EXERCISE DETAILS: Continue the forum thread below about keeping a betta with gouramis, starting right after the point where it stops.

DOCUMENT TEXT:
────────────────

# Bettas and Blue Gouramis?



## caroro (May 26, 2010)

I'd like to know what are all of your experiences and opinions with housing Bettas with Gouramis. I have a betta in a 55 gallon tank which houses a few different tetras, corries, pleco, guppies, danios, and gouramis. I've seen different compatibility charts that basically say "NEVER, NO, DON'T EVEN THINK ABOUT IT" but because my betta showed to be so harmonious in the past 3 years I've own him, I decided it was worth trying. 

My betta seems to not even know my gouramis exist, except on a few occasions where he'll flare at a female who will occasionally follow him (I swear she's in love).

I don't know. To sum it all up, I suppose what I'm asking is:
Exactly how lucky am I to have such an awesome fish (who is beautiful, I might add)?










Also I would like to add that I am very excited to be a part of this site now! I am looking forward to sharing stories and pictures on all 4 of my bettas (and the many I have owned in the past). I am also looking forward to reading other's stories, which I have done before, but now I can comment too! 

-Morgan


----------



## McAttack (May 13, 2010)

────────────────

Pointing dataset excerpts
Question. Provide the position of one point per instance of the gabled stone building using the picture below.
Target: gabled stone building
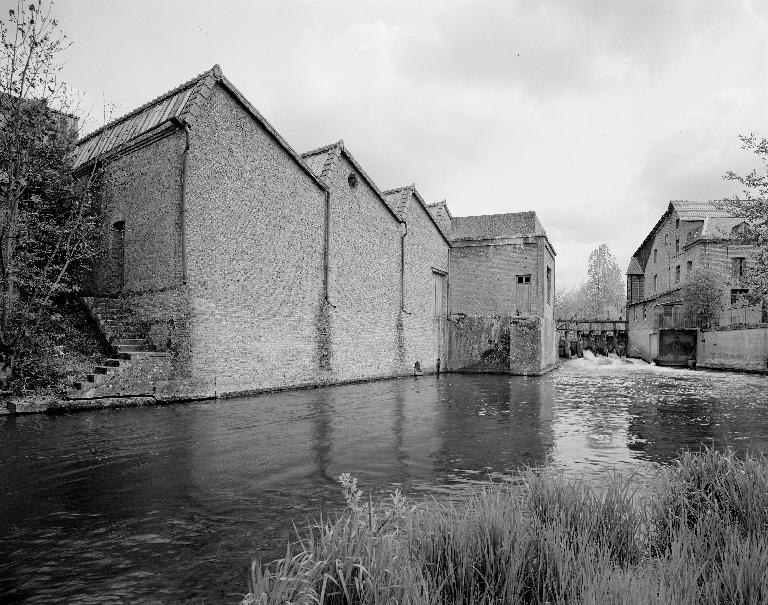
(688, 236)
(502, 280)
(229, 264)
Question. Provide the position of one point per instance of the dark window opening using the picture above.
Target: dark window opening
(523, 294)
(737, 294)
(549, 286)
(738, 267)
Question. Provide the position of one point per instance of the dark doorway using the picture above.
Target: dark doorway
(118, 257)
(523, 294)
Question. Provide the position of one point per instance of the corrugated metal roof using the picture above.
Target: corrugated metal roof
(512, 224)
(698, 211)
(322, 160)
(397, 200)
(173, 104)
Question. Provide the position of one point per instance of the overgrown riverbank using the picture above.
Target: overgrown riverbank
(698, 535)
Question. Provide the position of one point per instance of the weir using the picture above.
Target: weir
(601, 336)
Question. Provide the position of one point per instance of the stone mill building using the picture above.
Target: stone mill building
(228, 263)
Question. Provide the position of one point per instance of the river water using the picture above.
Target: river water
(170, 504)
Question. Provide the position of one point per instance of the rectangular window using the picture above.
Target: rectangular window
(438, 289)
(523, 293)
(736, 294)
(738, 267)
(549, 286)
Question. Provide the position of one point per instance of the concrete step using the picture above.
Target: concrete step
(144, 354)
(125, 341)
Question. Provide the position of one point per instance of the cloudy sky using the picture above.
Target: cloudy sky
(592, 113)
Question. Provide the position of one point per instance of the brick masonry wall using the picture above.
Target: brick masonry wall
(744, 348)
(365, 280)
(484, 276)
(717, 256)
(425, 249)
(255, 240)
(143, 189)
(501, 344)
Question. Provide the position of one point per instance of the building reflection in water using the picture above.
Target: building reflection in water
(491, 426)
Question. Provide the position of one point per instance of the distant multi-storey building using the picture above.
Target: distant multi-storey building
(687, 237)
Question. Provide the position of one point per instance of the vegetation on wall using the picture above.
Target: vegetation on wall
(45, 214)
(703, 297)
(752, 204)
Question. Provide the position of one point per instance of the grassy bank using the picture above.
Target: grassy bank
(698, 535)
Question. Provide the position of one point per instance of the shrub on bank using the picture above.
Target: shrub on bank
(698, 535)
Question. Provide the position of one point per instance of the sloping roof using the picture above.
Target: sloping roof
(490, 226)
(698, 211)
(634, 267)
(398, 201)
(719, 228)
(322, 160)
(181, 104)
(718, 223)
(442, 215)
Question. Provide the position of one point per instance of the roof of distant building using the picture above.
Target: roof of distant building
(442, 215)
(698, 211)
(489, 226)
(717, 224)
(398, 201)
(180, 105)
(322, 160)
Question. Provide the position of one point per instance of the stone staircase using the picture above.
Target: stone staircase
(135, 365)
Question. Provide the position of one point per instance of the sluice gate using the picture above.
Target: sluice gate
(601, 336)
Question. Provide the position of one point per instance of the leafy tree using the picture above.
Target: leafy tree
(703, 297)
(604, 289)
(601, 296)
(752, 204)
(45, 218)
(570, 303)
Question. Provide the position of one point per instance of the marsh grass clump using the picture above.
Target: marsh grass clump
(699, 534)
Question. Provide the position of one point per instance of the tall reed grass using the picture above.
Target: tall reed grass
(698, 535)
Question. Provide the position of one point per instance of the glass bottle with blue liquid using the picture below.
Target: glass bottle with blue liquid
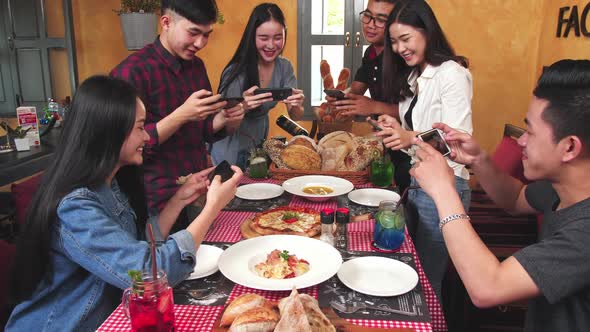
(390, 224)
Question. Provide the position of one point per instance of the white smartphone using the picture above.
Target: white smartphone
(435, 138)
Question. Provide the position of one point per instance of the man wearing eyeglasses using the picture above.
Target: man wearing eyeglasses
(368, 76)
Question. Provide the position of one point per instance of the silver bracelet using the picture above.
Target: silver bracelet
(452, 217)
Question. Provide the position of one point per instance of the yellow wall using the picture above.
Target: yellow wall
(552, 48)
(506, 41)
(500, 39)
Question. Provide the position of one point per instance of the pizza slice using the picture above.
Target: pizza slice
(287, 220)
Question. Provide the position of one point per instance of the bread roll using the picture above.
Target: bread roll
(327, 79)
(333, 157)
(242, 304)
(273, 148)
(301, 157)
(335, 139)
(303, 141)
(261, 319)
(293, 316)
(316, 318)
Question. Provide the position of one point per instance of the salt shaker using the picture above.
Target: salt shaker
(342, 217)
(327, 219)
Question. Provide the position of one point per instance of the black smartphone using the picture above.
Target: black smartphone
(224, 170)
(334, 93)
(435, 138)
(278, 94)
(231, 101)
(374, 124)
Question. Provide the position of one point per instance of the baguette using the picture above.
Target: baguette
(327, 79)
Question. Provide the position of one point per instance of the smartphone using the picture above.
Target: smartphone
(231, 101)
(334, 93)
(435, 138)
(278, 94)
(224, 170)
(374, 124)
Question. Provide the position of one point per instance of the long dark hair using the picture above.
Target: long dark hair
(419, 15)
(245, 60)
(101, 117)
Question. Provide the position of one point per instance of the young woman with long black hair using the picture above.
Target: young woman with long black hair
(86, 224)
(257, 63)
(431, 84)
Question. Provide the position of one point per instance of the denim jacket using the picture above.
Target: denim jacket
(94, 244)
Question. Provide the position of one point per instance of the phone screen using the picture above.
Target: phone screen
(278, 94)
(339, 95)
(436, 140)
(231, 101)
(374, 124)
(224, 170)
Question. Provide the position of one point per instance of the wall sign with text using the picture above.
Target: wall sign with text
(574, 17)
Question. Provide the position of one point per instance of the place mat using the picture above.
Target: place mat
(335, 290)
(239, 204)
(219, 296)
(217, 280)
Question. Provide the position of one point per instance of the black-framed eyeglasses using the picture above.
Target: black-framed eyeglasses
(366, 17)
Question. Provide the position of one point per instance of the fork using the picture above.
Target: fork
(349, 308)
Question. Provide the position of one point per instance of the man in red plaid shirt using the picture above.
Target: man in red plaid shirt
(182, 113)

────────────────

RESPONSE TO THE TASK:
I'd say you're very lucky to be honest. The Gourami is in the same family as the Betta, and as it is a colourful fish (males at least) it would be seen as competition for the betta, and vice versa. Maybe the 55 is big enough for them to have territories. Can you post a picture of the whole tank for us?


----------



## wallywestisthebest333 (Nov 30, 2009)

I can't answer as I still don't have the funds for my own betta but I'd LOVE to see a picture of your tank! It must be really pretty!


----------



## caroro (May 26, 2010)

I doubt it's that they have established their own territories. Both the gouramis and the betta swim freely throughout the entire tank. In fact, the gouramis and the betta will swim together on occasions, especially feeding time. In the past I have even put other bettas with this one. They will usually fight with him, but it is always the new betta that causes issues. My spotted betta couldn't care less it seems. 

Here's my tank. You can see the gouramis in the center and my betta in the front, left corner fighting with his own reflection










I also submitted this picture in the contest section, but I suppose it is worth showing here also  I love this picture so much.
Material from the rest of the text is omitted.